* **TEXTO FORNECIDO**:
Cerejas

Silêncio

A Câmara Municipal está tratando de abolir os barulhos harmoniosos da cidade: os auto-falantes e as vitrolas. [...]
Gosto daqueles móveis melódicos e daquelas cornetas altíssonas. Fazem bem aos nervos. A gente anda, pelo centro, com os ouvidos cheios de algarismos, de cotações da bolsa de café, de câmbio, de duplicatas, de concordatas, de "cantatas", de negociatas e outras cousas chatas. De repente, passa pela porta aberta de uma dessas lojas sonoras e recebe em cheio, em plena trompa de Eustáquio, uma lufada sinfônica, repousante de sonho [...] E a gente pára um pouco nesse halo de encantado devaneio, nesse nimbo embalador de música, até que a altíssima farda azul marinho venha grasnar aquele horroroso "Faz favorrr, senhorrr!", que vem fazer a gente circular, que vem repor a gente na odiosa, geométrica, invariável realidade do Triângulo - isto é, da vida."
Urbano (Guilherme de Almeida), 1927.

25 de janeiro de 2023

MACHADO ELÉTRICO


Mais uma das minhas parcerias com Daniel Guimarães. Essa foi a que mereceu mais revisões e reinvenções na letra. Quem se lança na tarefa de botar palavras na música que outra pessoa compôs tem que estar disposto à tarefa, que pode ser tanto um passeio de pedalinho quanto uma circunavegação do Cabo das Tormentas. No geral não será nem tão ameno nem tão dramático. Enquanto escrevo este texto vou recapitulando as conversas que fui tendo com o Daniel via mensagem no facebook - já devo ter dito em algum dos relatos anteriores que a distância condicionou essa forma de interagirmos. O fato é que eu esteva muito nessa onda de brasilidade, ali por meados de 2020. Com a verve de historiador falando alto, comecei com uns versos que pareciam adaptação de livro didático ou versão de samba enredo, diante de uma melodia sinuosa, que me sugeria o mar e uma narrativa forte, densa, solene.

* **DADOS BRUTOS**:
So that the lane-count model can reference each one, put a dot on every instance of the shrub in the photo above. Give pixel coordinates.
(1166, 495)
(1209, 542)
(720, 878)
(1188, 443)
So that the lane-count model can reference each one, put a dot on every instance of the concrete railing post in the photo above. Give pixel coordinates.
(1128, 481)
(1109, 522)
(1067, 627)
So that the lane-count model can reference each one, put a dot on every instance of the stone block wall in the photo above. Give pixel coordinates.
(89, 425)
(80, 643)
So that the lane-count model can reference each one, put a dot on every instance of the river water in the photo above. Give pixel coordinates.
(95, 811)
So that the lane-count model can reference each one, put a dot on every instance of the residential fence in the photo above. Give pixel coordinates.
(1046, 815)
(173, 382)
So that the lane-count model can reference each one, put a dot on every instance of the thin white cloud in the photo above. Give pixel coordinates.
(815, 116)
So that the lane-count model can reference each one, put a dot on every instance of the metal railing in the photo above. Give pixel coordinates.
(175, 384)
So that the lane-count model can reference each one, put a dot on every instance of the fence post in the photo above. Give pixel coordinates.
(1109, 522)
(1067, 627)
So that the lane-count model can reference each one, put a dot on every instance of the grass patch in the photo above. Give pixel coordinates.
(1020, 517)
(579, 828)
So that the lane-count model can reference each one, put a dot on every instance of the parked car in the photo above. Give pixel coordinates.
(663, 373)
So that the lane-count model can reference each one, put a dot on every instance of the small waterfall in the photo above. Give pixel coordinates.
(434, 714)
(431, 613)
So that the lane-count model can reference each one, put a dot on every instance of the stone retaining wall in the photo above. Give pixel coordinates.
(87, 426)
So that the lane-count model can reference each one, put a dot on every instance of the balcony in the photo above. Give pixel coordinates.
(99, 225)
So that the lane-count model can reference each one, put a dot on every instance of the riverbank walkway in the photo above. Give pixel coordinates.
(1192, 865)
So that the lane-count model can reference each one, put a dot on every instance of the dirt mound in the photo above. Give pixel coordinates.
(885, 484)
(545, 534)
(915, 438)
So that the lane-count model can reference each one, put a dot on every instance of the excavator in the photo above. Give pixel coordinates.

* **TAREFAS PROPOSTAS**:
• a. Transcreva do texto sobre a canção "Machado Elétrico" o trecho que vai de "Mais uma das" até "forte, densa, solene.", incluindo este último.
• b. Dê continuidade ao texto sobre a canção "Machado Elétrico" a partir do ponto em que ele termina.
As linhas vêm de outra fonte.

* **RESULTADOS DO EXERCÍCIO**:
• a.
Mais uma das minhas parcerias com Daniel Guimarães. Essa foi a que mereceu mais revisões e reinvenções na letra. Quem se lança na tarefa de botar palavras na música que outra pessoa compôs tem que estar disposto à tarefa, que pode ser tanto um passeio de pedalinho quanto uma circunavegação do Cabo das Tormentas. No geral não será nem tão ameno nem tão dramático. Enquanto escrevo este texto vou recapitulando as conversas que fui tendo com o Daniel via mensagem no facebook - já devo ter dito em algum dos relatos anteriores que a distância condicionou essa forma de interagirmos. O fato é que eu esteva muito nessa onda de brasilidade, ali por meados de 2020. Com a verve de historiador falando alto, comecei com uns versos que pareciam adaptação de livro didático ou versão de samba enredo, diante de uma melodia sinuosa, que me sugeria o mar e uma narrativa forte, densa, solene.

• b.
Pindorama, litoral 
Veio a nau da Guiné de Bissau
Sesmaria, pau brasil
chão dividiu
gente arredou

Só o primeiro verso resistiu rsrsr. Mas naquele momento segui naquela toada, fiz outra estrofe e depois o B (este manteve ao final a mesma redação) que de alguma forma sugeria uma reflexão sobre a passagem do tempo, e expressava também a vontade de ver mais um momento de crise do país ser superado de alguma forma. Daí cravar ao final: o futuro vai passar. Do ponto de vista das figuras brasileiras que eu evocava, o futuro delas era o nosso presente, que também deixa de ser, em meio a essa imagem alegórica e sincrética refletida num objeto simbólico pertencente a uma divindade afro-brasileira, o que me fora instigado pelo título da "demo", que já era Machado elétrico.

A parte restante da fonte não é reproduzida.